(Coordinate annotation records)
----

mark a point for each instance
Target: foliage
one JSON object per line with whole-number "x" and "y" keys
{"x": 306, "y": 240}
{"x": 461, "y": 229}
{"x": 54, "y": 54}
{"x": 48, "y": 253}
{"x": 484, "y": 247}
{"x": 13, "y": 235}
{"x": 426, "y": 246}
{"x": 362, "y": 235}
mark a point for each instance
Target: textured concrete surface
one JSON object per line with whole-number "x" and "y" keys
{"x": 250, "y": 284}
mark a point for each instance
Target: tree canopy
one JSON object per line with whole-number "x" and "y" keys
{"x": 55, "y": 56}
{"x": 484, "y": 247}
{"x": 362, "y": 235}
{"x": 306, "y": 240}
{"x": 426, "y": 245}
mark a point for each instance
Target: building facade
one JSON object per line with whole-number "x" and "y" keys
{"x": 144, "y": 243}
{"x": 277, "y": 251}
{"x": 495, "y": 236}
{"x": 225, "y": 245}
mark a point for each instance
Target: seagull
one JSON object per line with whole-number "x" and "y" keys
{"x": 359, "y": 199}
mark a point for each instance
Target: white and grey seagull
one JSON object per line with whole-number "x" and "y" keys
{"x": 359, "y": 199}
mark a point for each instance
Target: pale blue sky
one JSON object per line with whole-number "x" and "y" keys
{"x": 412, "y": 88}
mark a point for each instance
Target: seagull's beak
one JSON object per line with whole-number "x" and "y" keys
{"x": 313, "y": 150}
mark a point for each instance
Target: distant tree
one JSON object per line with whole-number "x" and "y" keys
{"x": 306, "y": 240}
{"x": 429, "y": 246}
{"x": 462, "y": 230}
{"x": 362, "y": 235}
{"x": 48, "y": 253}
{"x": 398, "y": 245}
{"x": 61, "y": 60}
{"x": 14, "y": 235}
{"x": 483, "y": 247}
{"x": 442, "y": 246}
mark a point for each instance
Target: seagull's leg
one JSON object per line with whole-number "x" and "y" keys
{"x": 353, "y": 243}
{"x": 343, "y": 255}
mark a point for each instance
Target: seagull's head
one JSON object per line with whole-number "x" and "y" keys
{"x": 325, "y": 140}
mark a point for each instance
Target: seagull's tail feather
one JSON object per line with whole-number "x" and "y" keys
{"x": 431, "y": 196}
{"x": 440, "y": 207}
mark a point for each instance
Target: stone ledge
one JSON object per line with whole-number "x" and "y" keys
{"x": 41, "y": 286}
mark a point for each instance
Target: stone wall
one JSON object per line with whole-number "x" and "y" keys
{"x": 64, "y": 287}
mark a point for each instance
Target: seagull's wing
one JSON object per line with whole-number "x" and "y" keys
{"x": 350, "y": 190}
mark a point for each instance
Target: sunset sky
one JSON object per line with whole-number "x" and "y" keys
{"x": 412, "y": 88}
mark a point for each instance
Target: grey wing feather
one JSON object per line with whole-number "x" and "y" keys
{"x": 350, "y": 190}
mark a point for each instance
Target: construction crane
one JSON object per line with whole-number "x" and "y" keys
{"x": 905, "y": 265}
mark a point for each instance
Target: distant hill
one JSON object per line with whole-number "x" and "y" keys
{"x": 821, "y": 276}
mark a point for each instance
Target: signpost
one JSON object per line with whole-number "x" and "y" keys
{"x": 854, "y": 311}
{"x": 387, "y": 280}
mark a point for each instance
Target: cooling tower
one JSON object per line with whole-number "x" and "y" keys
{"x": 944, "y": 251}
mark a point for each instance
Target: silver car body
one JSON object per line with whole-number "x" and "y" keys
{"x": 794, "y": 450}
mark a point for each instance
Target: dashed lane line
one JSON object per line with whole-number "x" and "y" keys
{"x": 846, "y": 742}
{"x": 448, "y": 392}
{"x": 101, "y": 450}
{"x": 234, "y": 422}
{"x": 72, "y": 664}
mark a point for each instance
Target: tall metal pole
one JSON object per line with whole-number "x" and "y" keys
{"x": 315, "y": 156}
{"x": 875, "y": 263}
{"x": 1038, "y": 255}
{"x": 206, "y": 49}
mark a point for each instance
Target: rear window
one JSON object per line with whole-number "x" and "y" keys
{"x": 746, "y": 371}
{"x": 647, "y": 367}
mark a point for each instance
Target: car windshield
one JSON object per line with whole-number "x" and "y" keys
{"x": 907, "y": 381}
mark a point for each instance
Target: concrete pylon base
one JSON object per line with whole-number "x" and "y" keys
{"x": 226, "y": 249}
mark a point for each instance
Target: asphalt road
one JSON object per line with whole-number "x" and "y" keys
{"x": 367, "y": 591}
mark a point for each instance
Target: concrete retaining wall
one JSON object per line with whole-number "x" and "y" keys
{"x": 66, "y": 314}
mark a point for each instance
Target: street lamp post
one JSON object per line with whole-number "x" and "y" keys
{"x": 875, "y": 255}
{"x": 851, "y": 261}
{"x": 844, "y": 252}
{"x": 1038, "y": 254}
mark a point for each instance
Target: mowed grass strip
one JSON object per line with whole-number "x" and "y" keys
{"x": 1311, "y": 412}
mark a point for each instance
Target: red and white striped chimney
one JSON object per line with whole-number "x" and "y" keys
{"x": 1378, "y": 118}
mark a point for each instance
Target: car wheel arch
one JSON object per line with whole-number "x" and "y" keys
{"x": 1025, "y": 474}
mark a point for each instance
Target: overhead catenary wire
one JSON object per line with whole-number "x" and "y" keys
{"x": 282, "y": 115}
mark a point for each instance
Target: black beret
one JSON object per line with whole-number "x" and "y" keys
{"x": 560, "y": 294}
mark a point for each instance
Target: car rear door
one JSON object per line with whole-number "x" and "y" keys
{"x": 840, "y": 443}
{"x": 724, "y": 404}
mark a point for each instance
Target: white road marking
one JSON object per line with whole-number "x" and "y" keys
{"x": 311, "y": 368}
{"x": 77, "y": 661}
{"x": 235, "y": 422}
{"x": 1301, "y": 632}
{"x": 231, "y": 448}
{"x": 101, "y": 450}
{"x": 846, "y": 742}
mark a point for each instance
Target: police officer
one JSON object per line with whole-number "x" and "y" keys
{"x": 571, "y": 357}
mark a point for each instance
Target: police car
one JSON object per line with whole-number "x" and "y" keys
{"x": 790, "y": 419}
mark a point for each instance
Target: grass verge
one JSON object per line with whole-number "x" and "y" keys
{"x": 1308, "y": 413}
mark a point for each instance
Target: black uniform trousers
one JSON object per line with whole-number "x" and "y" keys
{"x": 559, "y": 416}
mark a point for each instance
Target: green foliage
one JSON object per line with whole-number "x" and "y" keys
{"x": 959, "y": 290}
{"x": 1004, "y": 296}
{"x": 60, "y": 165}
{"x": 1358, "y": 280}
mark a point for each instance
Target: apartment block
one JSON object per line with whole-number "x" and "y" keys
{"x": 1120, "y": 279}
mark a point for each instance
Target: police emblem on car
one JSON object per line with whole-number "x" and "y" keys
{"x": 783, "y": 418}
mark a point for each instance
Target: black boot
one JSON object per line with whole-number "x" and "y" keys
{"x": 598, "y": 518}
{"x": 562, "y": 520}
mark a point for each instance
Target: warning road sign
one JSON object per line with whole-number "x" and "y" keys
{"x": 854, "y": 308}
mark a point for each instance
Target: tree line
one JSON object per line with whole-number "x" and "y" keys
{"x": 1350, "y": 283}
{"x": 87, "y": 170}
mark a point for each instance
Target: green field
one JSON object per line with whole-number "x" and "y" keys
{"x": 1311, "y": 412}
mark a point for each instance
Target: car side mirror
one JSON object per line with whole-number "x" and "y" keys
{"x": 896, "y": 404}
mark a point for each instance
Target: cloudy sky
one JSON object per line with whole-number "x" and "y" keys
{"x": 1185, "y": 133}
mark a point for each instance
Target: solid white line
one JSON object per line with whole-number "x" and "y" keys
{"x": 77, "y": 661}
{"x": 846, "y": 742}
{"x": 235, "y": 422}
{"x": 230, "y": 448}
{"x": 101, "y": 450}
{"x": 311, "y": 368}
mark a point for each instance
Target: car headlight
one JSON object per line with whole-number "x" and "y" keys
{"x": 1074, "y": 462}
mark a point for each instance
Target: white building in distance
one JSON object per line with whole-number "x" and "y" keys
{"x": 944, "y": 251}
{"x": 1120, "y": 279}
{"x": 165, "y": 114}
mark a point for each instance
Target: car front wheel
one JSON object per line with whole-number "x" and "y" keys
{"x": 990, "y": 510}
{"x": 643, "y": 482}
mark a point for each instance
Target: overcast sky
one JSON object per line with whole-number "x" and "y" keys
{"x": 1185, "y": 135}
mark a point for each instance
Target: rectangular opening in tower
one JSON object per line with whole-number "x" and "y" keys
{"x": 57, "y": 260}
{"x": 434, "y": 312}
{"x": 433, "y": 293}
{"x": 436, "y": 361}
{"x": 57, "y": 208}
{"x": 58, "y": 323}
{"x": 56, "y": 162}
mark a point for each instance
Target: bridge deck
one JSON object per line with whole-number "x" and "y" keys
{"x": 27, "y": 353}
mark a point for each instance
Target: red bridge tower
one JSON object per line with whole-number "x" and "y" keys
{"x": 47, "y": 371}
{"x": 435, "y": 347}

----

▶ [Required work]: Please find each line of the material above that contains the string "wall" and copy those lines out. Matching is case-sensitive.

▶ [The solution]:
Target: stone wall
Target: concrete retaining wall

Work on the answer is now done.